##### EXTRACT #####
# Red and White Pine Protection from deer...



## Tom R (Apr 30, 2011)

Good Morning...I have 40 acres we purchased last fall. Just visited after winter and confirmed am reminded that I need to "protect" a significant number of very nice young Norway (Red) and White pine 2-5+ year young trees.

I have made a hobby of transplanting and nurturing Norway seedlings for 40 years and learned the hard way that the deer love the new growth. I have evolved to the sturdy fencing up to 60"...with staking. This does work well but is a fair amount of work to cut, tie and stake the fence "rounds". Does work well. Last summer I planted and fenced about 75 new seedlings.

My new property is like a "gold mine" for me with many young Norway and some young White pine. My current plan is to pick the best young trees in the best locations and fence them...likely goal around 100 this summer...maybe more is I get the energy 

Question...I often hear of bud capping. Thought I might consider that for the trees I don't fence? Is there a good link to a "tutorial" that discusses how to do a good job with bud capping?

Any thoughts on my fencing? Anyone else with a Norway hobby?

Thanks...Tom R


----------



## mitch95100 (Apr 30, 2011)

I hang ivory bar soap on trees to keep deer from scraping and eating my small pine trees. (they hate ivory soap)
just get some ivory soap
drill holes and put strings through the saop bar
hang em on your trees!!
hope i helped
mitch95100


----------



## RacerX (Apr 30, 2011)

I've heard the same thing about using Irish Spring soap.


----------



## smilin possum (Apr 30, 2011)

Most any soap or anything else that smells like us will work for awhile. We are over run with deer down here and the only sure way to get rid of um is lead poisoning one at a time.


----------



## mitch95100 (Apr 30, 2011)

smilin possum said:


> Most any soap or anything else that smells like us will work for awhile. We are over run with deer down here and the only sure way to get rid of um is lead poisoning one at a time.


 
Thats a awsomely affective way!! Espically with 12ga hornadys


----------



## Tom R (May 1, 2011)

Anyone ever used the mesh bud caps from Pacforest Supply? Look like a better choice than paper bud caps...especially if you are "only capping 100-200 trees?

Thanks...TomR


----------



## dingeryote (May 4, 2011)
#####
## WORK INSTRUCTIONS
1. In the thread on protecting pines from deer, for how many years has Tom R been transplanting and nurturing Norway seedlings?
2. Write the next part of the forum thread on shielding young red and white pines from deer, starting from where it stops.
##### GIVEN MATERIAL #####
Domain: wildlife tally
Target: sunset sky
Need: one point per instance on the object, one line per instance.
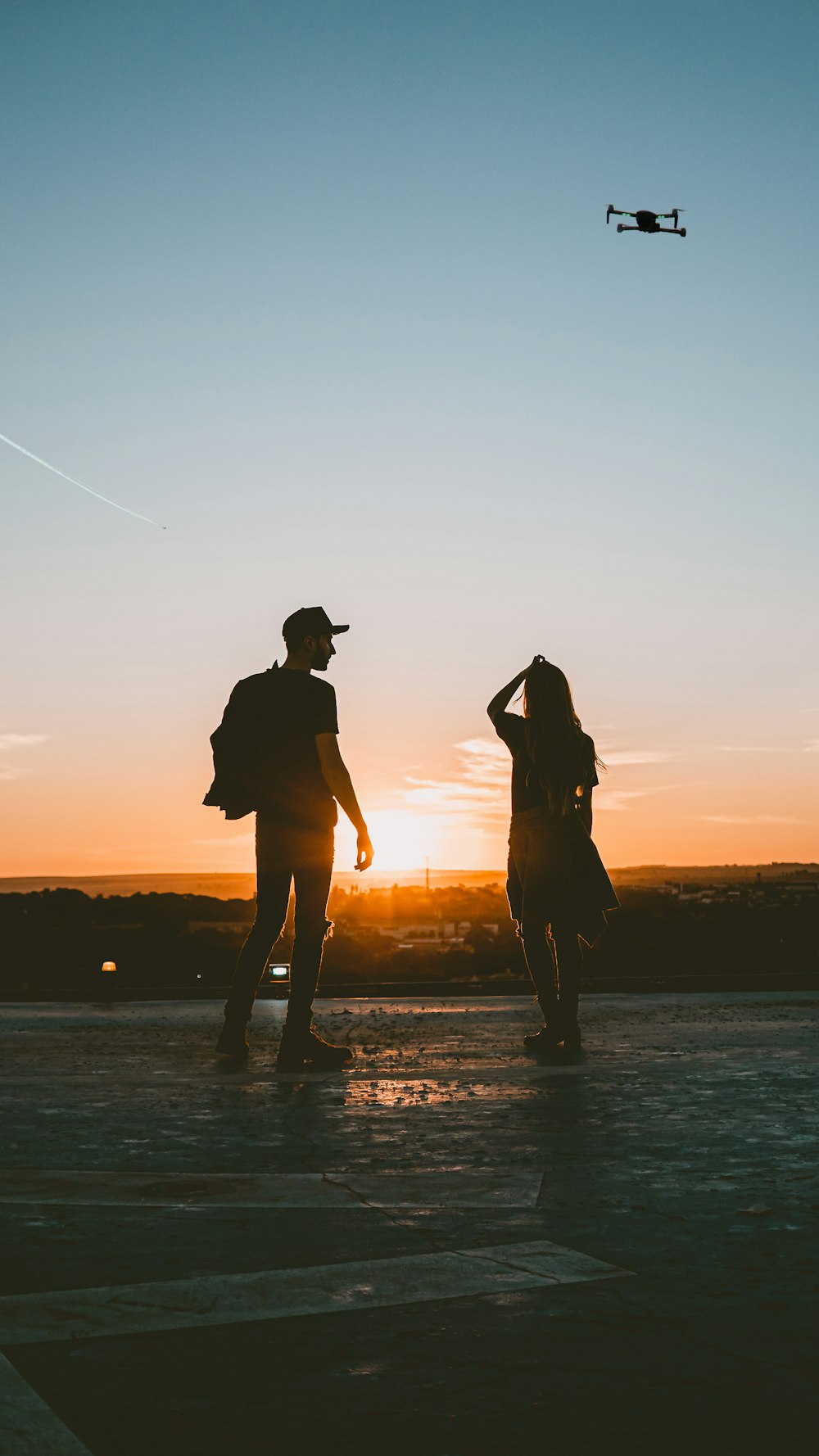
#####
## RESPONSES BY TASK
1. 40 years.

2.
Thiram based fungicides work well and are sold as deer repellents.

DeerPro:: The Professional Winter Deer Repellent - Commercial Applicators


MIller brand "Hot sauce" is capsicum based and works well too.

Nothing beats lead though....

Stay safe!
Dingeryote


----------



## Catch2112 (Apr 16, 2020)

Tom R said:


> Good Morning...I have 40 acres we purchased last fall. Just visited after winter and confirmed am reminded that I need to "protect" a significant number of very nice young Norway (Red) and White pine 2-5+ year young trees.
> 
> I have made a hobby of transplanting and nurturing Norway seedlings for 40 years and learned the hard way that the deer love the new growth. I have evolved to the sturdy fencing up to 60"...with staking. This does work well but is a fair amount of work to cut, tie and stake the fence "rounds". Does work well. Last summer I planted and fenced about 75 new seedlings.
> 
> ...


Hello there I like to grow red pine and white pine.
Last fall I capped 500 using index paper and the shiny flyers and also some window screen , worked well so far .
I also let 3 hunters I n to cull the dam deer .
This is the best way to take the pressure of your trees.
If the snow conditions are favorable for the deer in the spring the deer will RIP the cap and the buds right off.
Thanks


----------



## ATpro (Apr 16, 2020)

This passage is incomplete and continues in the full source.